Do this
Print the records below word for word, but leave out the pictures.

+++ Data rows +++

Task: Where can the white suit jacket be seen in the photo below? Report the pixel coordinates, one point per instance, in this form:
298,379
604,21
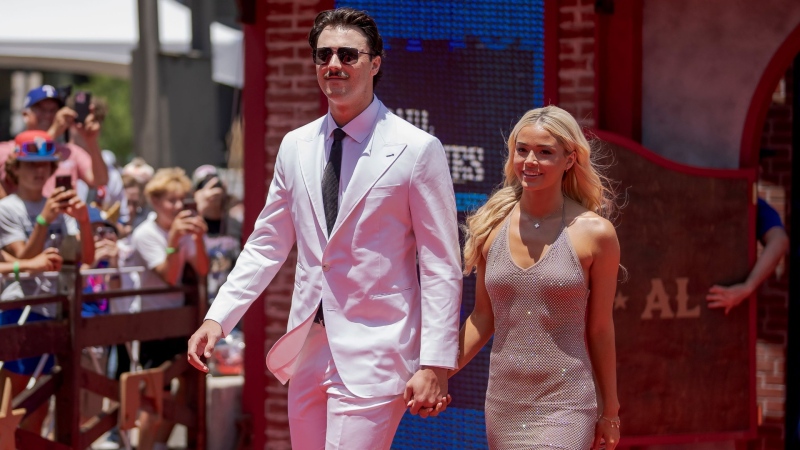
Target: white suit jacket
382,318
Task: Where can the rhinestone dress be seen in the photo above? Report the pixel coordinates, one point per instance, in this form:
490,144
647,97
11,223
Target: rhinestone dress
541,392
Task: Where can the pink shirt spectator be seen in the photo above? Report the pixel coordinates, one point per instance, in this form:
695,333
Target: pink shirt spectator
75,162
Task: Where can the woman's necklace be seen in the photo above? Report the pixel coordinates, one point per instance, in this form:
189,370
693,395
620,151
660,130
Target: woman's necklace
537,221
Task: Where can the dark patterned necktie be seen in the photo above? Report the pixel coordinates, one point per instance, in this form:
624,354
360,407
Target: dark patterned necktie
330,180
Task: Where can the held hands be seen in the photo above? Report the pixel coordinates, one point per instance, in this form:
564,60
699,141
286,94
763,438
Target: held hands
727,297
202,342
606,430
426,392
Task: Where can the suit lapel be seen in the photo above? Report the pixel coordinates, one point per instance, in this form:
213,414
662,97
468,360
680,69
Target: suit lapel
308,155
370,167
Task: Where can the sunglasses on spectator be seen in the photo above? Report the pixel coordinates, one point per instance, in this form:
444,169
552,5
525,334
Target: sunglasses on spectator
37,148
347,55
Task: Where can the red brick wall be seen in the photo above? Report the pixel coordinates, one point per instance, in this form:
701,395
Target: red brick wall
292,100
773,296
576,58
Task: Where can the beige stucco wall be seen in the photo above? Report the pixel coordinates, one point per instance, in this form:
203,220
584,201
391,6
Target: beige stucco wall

+++

Written solution
Task: Where can the white suit jacket be seen in the photo below? Report the pixel coordinates, one point per instance, in this form:
298,379
604,21
Target: white suit jacket
382,318
Task: Where can the rhinestone dress be seen in the photo above? Report the pixel coordinates, one point per instance, in this form:
490,144
647,97
11,223
Target: rhinestone dress
541,392
Task: Where can the pink shirt spectator be seen in the photo above? Report the pixel coordinates, one point per instance, in this form:
695,333
Target: pink shirt spectator
75,162
Task: Where can the woman's necklace be seen in the photo above? Report the pixel coordinates, one point per instance, in this form:
189,370
693,395
620,151
660,130
Target: woman's necklace
537,221
Task: Where can the dark patterned necktie be seen in the photo above? Report the pixel coordinates, one point per instance, in this form:
624,354
360,407
Target: dark patterned necktie
330,180
Task: Where can the held hands be seen in the photo above? Report the pixel coordinates, one point per instance, in this form:
564,60
699,141
286,94
763,438
Target: held hands
727,297
202,342
606,430
426,392
Task: Where can the suit lapel be seen in the photo above? Report the pixel coordinates, one point per instance, in this form:
213,414
662,97
468,360
680,69
Target: suit lapel
308,155
370,167
Task: Where can the sunglasses on spectator be seen in the photo above? Report the pixel coordinates, one point per instance, in this form:
444,169
552,5
525,334
Target: sunglasses on spectator
37,148
347,55
Task: Where can the red brick wall be seen in the photo above? Report the pixel coordinates, one point per instance, in this form:
701,395
Target: red brick wall
292,100
773,296
576,58
Task: Where can the beige stucco wall be seen in the photo above? Report the pixel coordinates, one point per instance, in this form:
203,220
584,201
391,6
Target: beige stucco wall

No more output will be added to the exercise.